BEGIN PASSAGE PROVIDED

Java Stream internals

java.util.stream.Stream is the public face of Java 8’s functional-style aggregate operations. Under the hood it is not a data structure — it is a lazy pipeline of linked stages backed by a Spliterator source. Intermediate operations such as filter and map only extend the pipeline; computation begins when a terminal operation such as collect or forEach triggers evaluation. This document traces the OpenJDK implementation centered on Stream, its pipeline machinery, and how elements flow from source to result.

1. Overview

The java.util.stream package implements Stream, IntStream, LongStream, and DoubleStream — all backed by the same pipeline skeleton (ReferencePipeline / *Pipeline):

BaseStream — common lifecycle API (sequential, parallel, spliterator, close)
AbstractPipeline — linked list of pipeline stages; owns evaluation logic
PipelineHelper — abstract view of a pipeline segment used during terminal evaluation
Sink — per-stage consumer chain that pushes elements through operations
TerminalOp — encapsulates a terminal operation’s sequential/parallel execution
Spliterator — external iterator/splitter abstraction for the data source

A typical call like list.stream().filter(p).map(f).collect(toList()) builds a four-stage pipeline (source → filter → map → terminal) without touching any elements until collect runs.

2. Architecture

The design separates declaration (building the pipeline) from execution (traversing the source). Public methods on Stream delegate to package-private pipeline classes and operation factories.

Java Stream architecture layers

2.1 Pipeline lifecycle

Creation — StreamSupport.stream(spliterator, parallel) constructs a ReferencePipeline.Head (the source stage).
Chaining — Each intermediate operation appends a new AbstractPipeline stage via the previousStage / nextStage links and marks the upstream stage as linkedOrConsumed.

END PASSAGE PROVIDED
BEGIN RECORDED INFORMATION

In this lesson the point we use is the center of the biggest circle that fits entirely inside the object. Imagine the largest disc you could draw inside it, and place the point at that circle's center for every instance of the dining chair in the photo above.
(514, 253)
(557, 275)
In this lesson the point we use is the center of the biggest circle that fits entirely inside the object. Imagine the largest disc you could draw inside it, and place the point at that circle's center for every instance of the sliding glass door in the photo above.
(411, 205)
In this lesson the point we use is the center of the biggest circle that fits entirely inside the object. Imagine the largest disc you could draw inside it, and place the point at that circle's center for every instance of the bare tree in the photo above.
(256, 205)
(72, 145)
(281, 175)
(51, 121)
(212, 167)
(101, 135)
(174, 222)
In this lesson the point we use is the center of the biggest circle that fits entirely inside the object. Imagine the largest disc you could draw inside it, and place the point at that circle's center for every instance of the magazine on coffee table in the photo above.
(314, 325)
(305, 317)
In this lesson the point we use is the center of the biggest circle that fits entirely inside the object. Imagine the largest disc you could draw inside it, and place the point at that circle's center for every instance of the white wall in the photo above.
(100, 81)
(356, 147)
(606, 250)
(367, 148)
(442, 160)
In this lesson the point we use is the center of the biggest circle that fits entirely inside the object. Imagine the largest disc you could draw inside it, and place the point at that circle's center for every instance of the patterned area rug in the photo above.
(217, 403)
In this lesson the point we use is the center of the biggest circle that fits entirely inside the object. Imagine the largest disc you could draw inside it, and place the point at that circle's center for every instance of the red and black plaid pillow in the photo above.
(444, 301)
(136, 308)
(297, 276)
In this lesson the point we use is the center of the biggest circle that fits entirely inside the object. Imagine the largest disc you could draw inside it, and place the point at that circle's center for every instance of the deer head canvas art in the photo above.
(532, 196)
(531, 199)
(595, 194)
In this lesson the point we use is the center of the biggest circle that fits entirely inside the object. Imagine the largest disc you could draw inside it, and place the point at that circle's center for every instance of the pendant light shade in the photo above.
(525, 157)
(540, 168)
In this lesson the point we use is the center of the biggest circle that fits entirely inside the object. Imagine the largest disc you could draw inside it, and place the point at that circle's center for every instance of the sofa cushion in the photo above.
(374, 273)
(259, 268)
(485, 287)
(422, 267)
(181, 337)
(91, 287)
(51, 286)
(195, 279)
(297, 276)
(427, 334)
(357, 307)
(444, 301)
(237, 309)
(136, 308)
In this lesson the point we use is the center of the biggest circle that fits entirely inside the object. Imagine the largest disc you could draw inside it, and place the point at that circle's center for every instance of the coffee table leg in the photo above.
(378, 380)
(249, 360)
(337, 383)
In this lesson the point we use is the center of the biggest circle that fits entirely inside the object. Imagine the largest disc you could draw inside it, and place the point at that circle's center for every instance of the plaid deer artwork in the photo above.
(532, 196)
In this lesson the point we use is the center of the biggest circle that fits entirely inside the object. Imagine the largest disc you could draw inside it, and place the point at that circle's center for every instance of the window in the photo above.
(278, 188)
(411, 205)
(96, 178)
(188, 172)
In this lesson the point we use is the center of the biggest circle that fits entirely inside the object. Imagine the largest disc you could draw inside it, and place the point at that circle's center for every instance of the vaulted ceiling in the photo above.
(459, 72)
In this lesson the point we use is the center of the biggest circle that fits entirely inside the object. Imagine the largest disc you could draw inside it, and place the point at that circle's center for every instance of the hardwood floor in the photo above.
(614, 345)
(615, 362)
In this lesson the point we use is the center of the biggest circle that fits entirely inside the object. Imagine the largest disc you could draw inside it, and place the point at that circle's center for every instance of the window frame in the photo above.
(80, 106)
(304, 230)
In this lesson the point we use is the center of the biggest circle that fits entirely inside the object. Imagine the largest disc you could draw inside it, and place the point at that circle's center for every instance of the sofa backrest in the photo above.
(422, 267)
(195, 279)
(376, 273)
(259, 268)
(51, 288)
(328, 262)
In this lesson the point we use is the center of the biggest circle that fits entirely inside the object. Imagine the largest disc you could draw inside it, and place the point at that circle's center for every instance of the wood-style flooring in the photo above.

END RECORDED INFORMATION

▶ WHAT YOU WILL DO
1. How many lines in the records contain the string "table"? Reply with the number only.
2. Go on with the document on Java Stream internals, picking up after its final sentence.

▶ SET OF ANSWERS
1. 2

2.
Terminal trigger — A terminal method calls AbstractPipeline.evaluate(TerminalOp), which obtains the source Spliterator, then dispatches to evaluateSequential or evaluateParallel.
Traversal — PipelineHelper.wrapSink builds a chained Sink from the terminal sink back to the source; wrapAndCopyInto drives the spliterator to push elements through every stage.

For sequential pipelines without stateful intermediate operations, the framework fuses all stages into a single pass — filter, map, and reduce can run with minimal intermediate buffering.

For parallel pipelines with stateful operations (sorted, distinct, limit in some cases), the pipeline is split into segments at each stateful stage; each segment is evaluated separately and its output becomes the next segment’s input.

3. Structure

3.1 Class hierarchy

@startuml
interface "BaseStream<T, S>" as BaseStream {
    + iterator()
    + spliterator()
    + sequential()
    + parallel()
    + close()
}

interface "Stream<T>" as Stream {
    + filter(Predicate)
    + map(Function)
    + collect(Collector)
    + reduce(BinaryOperator)
}

abstract class "PipelineHelper<P_OUT>" as PipelineHelper {
    + wrapAndCopyInto()
    + wrapSink()
    + copyInto()
}

abstract class "AbstractPipeline<E_IN, E_OUT, S>" as AbstractPipeline {
    - previousStage
    - nextStage
    - sourceStage
    - combinedFlags
    + evaluate(TerminalOp)
    + wrapSink(Sink)
    + copyInto(Sink, Spliterator)
}

abstract class "ReferencePipeline<P_IN, P_OUT>" as ReferencePipeline {
    + filter()
    + map()
    + collect()
}

abstract class "ReferencePipeline.StatelessOp<E_IN, E_OUT>" as StatelessOp {
    # opWrapSink()
}

abstract class "ReferencePipeline.StatefulOp<E_IN, E_OUT>" as StatefulOp {
    # opEvaluateParallel()
}

class "ReferencePipeline.Head<E_IN, E_OUT>" as Head

interface "Sink<T>" as Sink {
    + begin(long)
    + accept(T)
    + end()
    + cancellationRequested()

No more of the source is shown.